[Provided data — start]
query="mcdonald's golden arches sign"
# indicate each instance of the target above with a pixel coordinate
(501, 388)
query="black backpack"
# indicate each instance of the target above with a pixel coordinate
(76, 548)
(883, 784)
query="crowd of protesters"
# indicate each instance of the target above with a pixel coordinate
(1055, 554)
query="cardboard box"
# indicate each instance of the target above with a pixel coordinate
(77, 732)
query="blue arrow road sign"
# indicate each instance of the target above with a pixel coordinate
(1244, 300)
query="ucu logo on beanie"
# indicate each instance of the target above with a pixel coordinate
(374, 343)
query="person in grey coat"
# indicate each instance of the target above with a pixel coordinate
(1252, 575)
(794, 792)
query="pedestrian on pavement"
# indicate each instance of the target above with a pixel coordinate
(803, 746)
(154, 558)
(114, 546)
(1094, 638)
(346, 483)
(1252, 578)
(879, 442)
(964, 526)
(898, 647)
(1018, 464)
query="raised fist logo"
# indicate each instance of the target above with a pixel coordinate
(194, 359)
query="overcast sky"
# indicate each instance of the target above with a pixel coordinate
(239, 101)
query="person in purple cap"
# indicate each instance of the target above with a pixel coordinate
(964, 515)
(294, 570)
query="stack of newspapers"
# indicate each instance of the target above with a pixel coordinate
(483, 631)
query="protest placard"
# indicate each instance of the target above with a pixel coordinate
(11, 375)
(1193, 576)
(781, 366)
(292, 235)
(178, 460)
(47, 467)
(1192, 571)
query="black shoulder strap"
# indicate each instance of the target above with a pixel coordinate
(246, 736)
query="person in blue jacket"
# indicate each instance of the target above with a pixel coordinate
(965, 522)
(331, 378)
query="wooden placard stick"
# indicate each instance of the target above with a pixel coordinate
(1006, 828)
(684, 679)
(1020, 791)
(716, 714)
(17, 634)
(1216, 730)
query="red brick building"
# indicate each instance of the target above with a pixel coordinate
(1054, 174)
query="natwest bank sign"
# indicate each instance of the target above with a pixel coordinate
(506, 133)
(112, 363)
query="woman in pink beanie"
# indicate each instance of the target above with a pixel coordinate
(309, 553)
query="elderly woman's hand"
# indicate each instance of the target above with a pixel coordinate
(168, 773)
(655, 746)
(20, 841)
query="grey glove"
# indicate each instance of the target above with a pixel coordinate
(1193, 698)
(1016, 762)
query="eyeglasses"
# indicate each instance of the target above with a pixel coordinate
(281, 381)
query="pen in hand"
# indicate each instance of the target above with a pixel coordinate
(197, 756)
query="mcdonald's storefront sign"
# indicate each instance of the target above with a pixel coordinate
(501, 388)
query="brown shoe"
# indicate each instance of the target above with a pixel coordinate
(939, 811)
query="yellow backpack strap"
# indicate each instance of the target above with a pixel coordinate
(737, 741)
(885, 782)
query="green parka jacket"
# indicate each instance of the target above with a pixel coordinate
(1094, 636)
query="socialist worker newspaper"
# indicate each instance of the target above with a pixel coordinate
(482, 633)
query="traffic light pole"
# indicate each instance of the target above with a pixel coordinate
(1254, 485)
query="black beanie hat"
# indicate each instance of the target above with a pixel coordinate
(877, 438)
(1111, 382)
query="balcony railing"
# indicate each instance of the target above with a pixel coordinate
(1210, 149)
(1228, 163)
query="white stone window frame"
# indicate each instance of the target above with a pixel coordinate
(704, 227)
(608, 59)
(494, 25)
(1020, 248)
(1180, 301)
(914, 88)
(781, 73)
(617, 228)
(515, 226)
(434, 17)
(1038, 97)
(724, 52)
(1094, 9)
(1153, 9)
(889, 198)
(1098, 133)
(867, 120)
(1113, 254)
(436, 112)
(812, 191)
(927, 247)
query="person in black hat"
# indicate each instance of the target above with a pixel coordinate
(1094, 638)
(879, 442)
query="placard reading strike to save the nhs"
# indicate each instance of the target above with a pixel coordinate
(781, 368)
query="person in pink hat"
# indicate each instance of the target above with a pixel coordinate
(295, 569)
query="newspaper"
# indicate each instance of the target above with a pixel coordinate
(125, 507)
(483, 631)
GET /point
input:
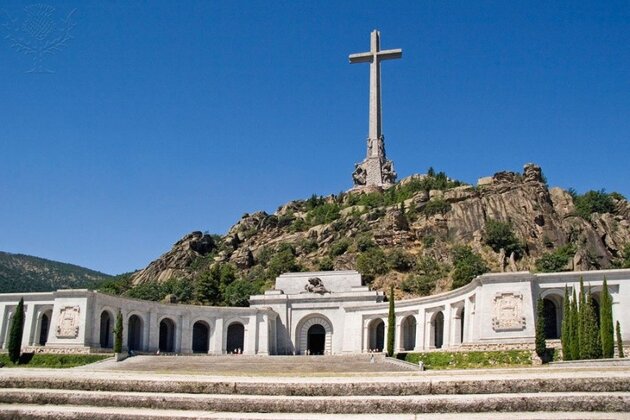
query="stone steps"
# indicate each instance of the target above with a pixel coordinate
(618, 402)
(12, 411)
(406, 386)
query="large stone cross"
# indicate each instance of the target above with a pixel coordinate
(375, 170)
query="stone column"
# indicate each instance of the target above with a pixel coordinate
(448, 326)
(420, 331)
(184, 337)
(151, 333)
(263, 334)
(216, 344)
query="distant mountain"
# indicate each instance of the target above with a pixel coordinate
(25, 273)
(425, 235)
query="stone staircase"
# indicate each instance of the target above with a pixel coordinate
(103, 392)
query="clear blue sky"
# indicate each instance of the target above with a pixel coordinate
(166, 117)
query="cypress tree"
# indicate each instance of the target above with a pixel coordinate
(606, 328)
(15, 333)
(118, 333)
(575, 322)
(566, 326)
(592, 348)
(619, 342)
(541, 346)
(581, 318)
(391, 323)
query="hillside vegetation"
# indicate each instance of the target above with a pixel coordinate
(425, 235)
(24, 273)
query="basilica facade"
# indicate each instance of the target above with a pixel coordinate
(314, 313)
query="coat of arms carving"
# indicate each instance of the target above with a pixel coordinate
(68, 325)
(508, 312)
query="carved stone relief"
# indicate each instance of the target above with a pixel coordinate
(68, 325)
(508, 312)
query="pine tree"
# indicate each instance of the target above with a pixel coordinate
(541, 346)
(566, 326)
(391, 323)
(16, 332)
(118, 333)
(605, 323)
(575, 322)
(619, 341)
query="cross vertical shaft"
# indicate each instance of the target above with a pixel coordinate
(375, 170)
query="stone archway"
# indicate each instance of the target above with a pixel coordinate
(167, 336)
(235, 341)
(135, 329)
(409, 333)
(376, 335)
(201, 337)
(307, 335)
(44, 327)
(437, 330)
(107, 325)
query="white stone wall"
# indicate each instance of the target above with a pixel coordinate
(493, 311)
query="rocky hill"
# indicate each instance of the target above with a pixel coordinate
(24, 273)
(426, 234)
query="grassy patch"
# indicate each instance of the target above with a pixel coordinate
(470, 360)
(52, 360)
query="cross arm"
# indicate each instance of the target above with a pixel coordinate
(361, 58)
(389, 54)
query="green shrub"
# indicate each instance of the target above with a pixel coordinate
(323, 214)
(499, 235)
(557, 260)
(399, 260)
(238, 292)
(364, 242)
(339, 247)
(470, 360)
(46, 360)
(435, 206)
(467, 265)
(326, 264)
(426, 274)
(592, 202)
(372, 263)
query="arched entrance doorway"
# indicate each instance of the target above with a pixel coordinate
(438, 330)
(44, 326)
(314, 335)
(550, 313)
(316, 339)
(409, 333)
(235, 338)
(376, 335)
(201, 336)
(134, 334)
(167, 335)
(106, 339)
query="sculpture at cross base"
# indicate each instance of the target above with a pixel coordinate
(375, 171)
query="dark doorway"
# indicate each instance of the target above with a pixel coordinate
(316, 339)
(438, 330)
(201, 333)
(43, 330)
(167, 335)
(377, 335)
(134, 336)
(549, 311)
(106, 330)
(236, 338)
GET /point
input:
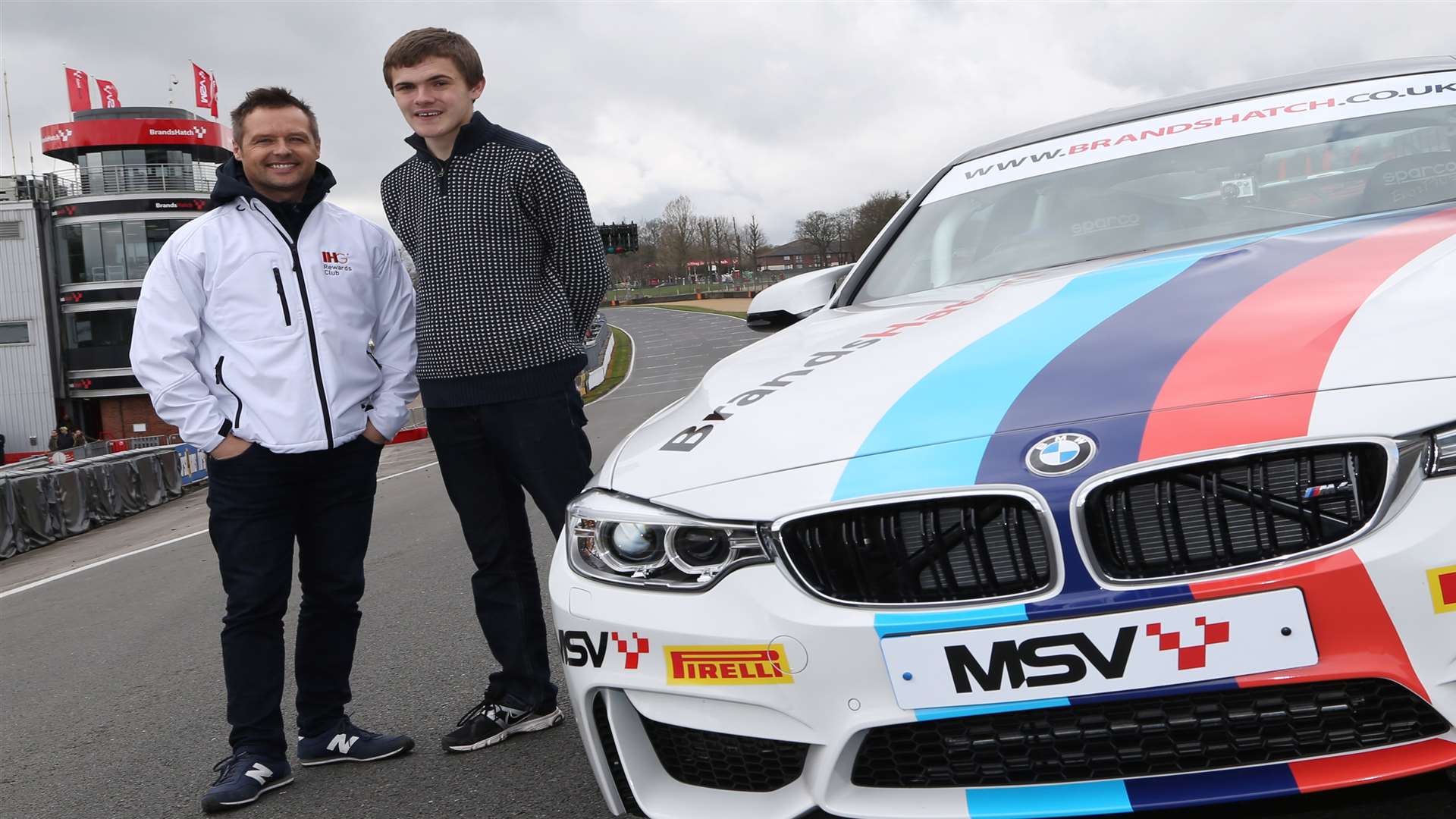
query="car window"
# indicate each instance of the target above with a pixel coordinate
(976, 226)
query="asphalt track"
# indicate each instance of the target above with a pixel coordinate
(111, 691)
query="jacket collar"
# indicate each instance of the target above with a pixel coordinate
(472, 136)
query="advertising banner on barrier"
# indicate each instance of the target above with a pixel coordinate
(194, 464)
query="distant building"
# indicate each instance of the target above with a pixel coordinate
(802, 256)
(83, 240)
(30, 354)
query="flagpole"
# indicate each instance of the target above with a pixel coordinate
(9, 124)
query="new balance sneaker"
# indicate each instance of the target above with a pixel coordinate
(490, 723)
(347, 742)
(242, 779)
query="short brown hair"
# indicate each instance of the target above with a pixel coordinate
(271, 98)
(421, 44)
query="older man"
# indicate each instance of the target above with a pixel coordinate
(278, 334)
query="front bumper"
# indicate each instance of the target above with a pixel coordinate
(804, 670)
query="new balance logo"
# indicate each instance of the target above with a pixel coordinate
(259, 773)
(343, 744)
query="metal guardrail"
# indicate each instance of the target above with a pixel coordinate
(180, 177)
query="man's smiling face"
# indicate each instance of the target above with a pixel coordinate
(435, 96)
(278, 152)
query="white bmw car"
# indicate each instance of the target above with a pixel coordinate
(1114, 477)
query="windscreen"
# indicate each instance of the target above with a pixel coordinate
(1238, 168)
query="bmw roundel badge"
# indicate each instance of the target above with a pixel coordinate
(1060, 455)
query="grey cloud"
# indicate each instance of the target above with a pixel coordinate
(767, 108)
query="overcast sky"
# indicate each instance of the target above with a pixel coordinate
(748, 108)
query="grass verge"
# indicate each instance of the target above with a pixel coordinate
(617, 368)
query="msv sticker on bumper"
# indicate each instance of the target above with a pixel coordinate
(1098, 654)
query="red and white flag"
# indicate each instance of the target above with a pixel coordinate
(108, 93)
(202, 85)
(79, 86)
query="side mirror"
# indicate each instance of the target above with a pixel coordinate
(794, 299)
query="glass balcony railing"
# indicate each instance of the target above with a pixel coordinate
(172, 178)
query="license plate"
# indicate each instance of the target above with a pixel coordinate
(1098, 654)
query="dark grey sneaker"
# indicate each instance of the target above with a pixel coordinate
(490, 723)
(242, 779)
(347, 742)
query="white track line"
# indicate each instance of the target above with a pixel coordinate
(702, 311)
(631, 363)
(89, 566)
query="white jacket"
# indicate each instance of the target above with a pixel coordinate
(231, 335)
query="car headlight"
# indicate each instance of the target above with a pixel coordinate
(1440, 453)
(622, 539)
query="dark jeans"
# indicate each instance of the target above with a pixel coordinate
(488, 455)
(259, 502)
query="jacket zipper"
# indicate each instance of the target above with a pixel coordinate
(308, 318)
(283, 299)
(237, 417)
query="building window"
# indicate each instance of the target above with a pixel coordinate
(15, 333)
(99, 338)
(111, 251)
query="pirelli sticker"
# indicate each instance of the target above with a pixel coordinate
(727, 665)
(1443, 588)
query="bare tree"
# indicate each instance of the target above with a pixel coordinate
(724, 237)
(755, 240)
(677, 235)
(819, 229)
(871, 216)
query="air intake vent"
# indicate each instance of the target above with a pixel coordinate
(1136, 738)
(1197, 518)
(922, 551)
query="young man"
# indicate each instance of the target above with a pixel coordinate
(510, 273)
(278, 334)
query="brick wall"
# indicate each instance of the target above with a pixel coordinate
(118, 414)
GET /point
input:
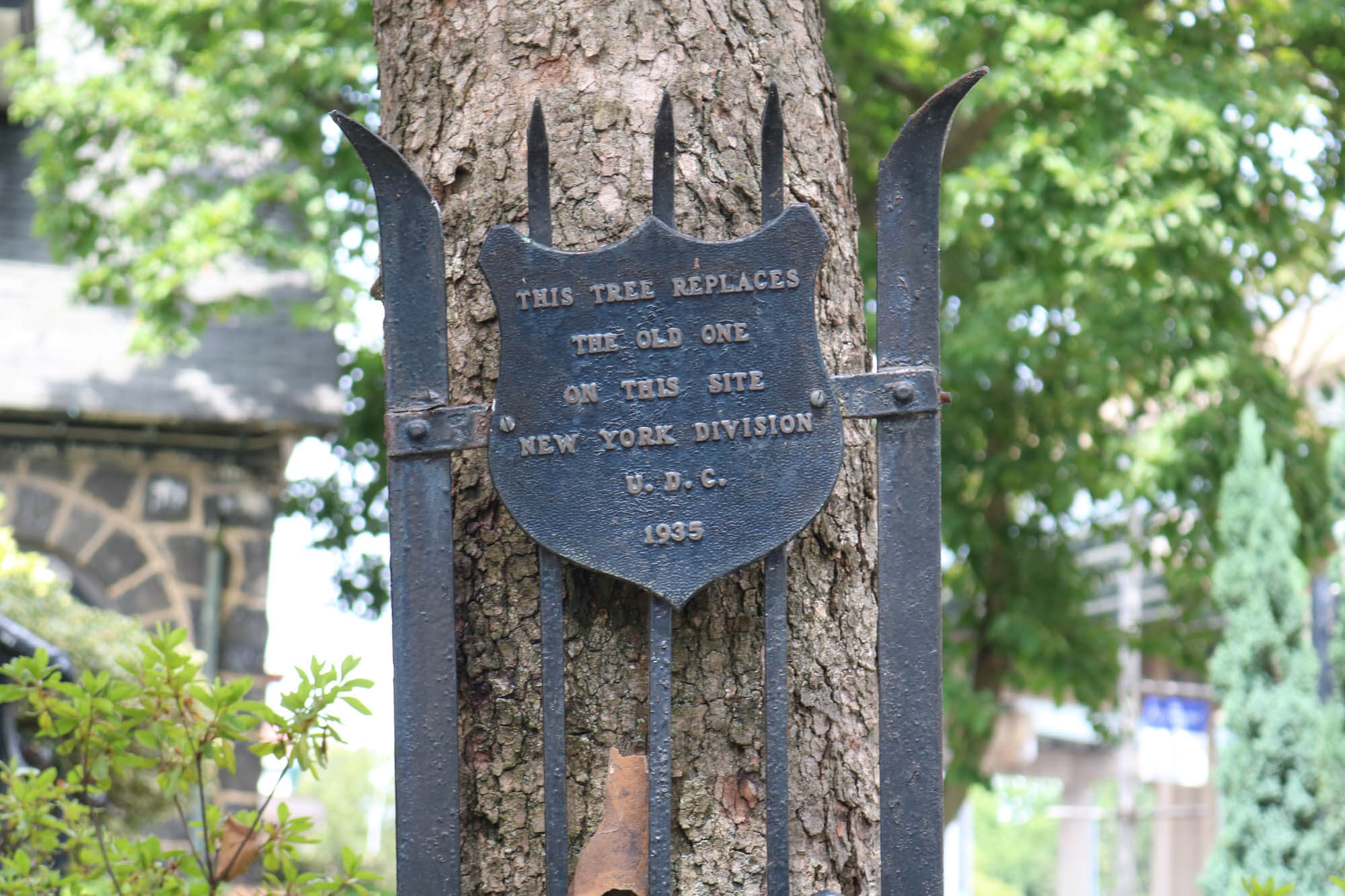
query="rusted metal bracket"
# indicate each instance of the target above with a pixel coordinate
(436, 431)
(898, 392)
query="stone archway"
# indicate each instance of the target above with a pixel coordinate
(134, 529)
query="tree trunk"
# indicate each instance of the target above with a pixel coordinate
(458, 83)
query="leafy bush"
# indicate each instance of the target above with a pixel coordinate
(1269, 888)
(60, 830)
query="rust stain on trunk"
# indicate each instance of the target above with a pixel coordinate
(617, 857)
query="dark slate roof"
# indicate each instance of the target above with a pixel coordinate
(75, 358)
(17, 240)
(61, 357)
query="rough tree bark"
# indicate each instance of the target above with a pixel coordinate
(458, 81)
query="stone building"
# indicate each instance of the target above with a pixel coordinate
(151, 485)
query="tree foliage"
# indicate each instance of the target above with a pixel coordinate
(1280, 772)
(1132, 198)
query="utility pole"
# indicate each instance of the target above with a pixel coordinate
(1130, 606)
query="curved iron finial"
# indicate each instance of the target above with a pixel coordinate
(910, 615)
(411, 241)
(909, 231)
(411, 245)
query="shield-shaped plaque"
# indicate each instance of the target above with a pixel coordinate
(664, 413)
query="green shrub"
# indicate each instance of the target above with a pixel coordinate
(59, 830)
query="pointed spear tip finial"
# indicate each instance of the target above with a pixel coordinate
(665, 149)
(537, 123)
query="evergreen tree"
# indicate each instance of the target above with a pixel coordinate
(1273, 775)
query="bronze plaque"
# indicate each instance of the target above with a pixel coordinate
(664, 413)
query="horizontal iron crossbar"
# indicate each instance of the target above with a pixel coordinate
(445, 428)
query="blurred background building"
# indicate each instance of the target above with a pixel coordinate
(151, 483)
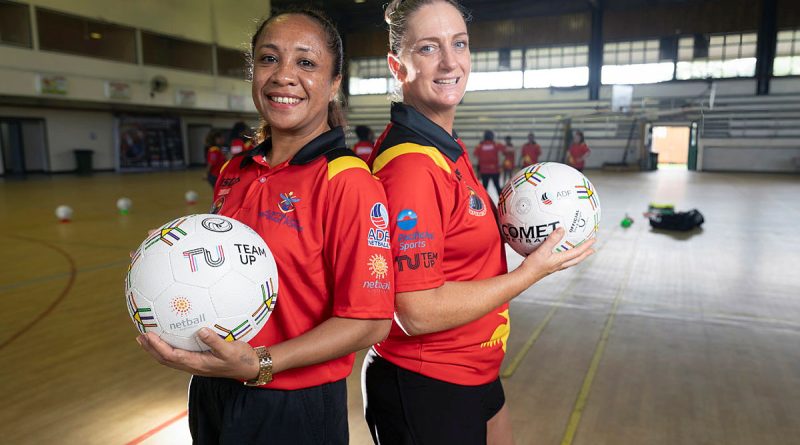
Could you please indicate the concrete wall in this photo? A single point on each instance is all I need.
(515, 112)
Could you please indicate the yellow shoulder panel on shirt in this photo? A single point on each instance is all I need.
(401, 149)
(343, 163)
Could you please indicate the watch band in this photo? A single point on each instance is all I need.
(264, 368)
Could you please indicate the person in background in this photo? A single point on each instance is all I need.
(240, 139)
(578, 152)
(363, 148)
(435, 379)
(324, 218)
(530, 152)
(215, 157)
(510, 158)
(487, 152)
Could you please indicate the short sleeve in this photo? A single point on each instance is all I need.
(356, 245)
(414, 186)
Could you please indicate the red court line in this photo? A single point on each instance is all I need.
(155, 430)
(72, 273)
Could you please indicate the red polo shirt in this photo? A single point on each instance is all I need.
(323, 216)
(444, 228)
(363, 149)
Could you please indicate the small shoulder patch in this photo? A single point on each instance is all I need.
(398, 150)
(341, 159)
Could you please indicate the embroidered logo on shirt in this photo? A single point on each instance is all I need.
(378, 266)
(378, 236)
(406, 219)
(217, 205)
(287, 202)
(379, 215)
(476, 205)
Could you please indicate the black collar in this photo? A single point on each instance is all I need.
(330, 140)
(411, 119)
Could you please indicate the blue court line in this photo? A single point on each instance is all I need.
(46, 278)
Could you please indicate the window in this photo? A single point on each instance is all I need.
(787, 54)
(562, 66)
(716, 56)
(161, 50)
(76, 35)
(15, 24)
(231, 63)
(635, 62)
(496, 70)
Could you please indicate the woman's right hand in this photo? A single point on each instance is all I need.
(543, 261)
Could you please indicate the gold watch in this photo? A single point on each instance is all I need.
(264, 368)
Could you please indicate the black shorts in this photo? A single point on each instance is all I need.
(224, 411)
(404, 407)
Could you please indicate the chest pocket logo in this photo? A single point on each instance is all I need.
(286, 204)
(476, 205)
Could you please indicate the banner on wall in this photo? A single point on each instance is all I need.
(148, 142)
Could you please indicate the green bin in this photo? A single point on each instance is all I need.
(83, 161)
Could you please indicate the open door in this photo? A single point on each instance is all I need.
(23, 146)
(672, 146)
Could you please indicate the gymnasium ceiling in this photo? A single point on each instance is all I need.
(352, 16)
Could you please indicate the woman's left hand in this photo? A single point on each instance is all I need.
(235, 360)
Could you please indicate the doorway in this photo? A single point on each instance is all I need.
(197, 143)
(672, 146)
(23, 146)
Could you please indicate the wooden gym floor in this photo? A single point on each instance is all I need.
(657, 339)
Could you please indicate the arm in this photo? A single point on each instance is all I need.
(456, 302)
(333, 338)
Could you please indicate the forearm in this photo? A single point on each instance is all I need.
(457, 303)
(333, 338)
[Provided data — finish]
▸ **Work order**: Scan the data above and copy every line with "beanie" in it.

▸ **Result for this task**:
query="ucu logo on beanie"
query="woman in pink beanie"
query="black beanie hat"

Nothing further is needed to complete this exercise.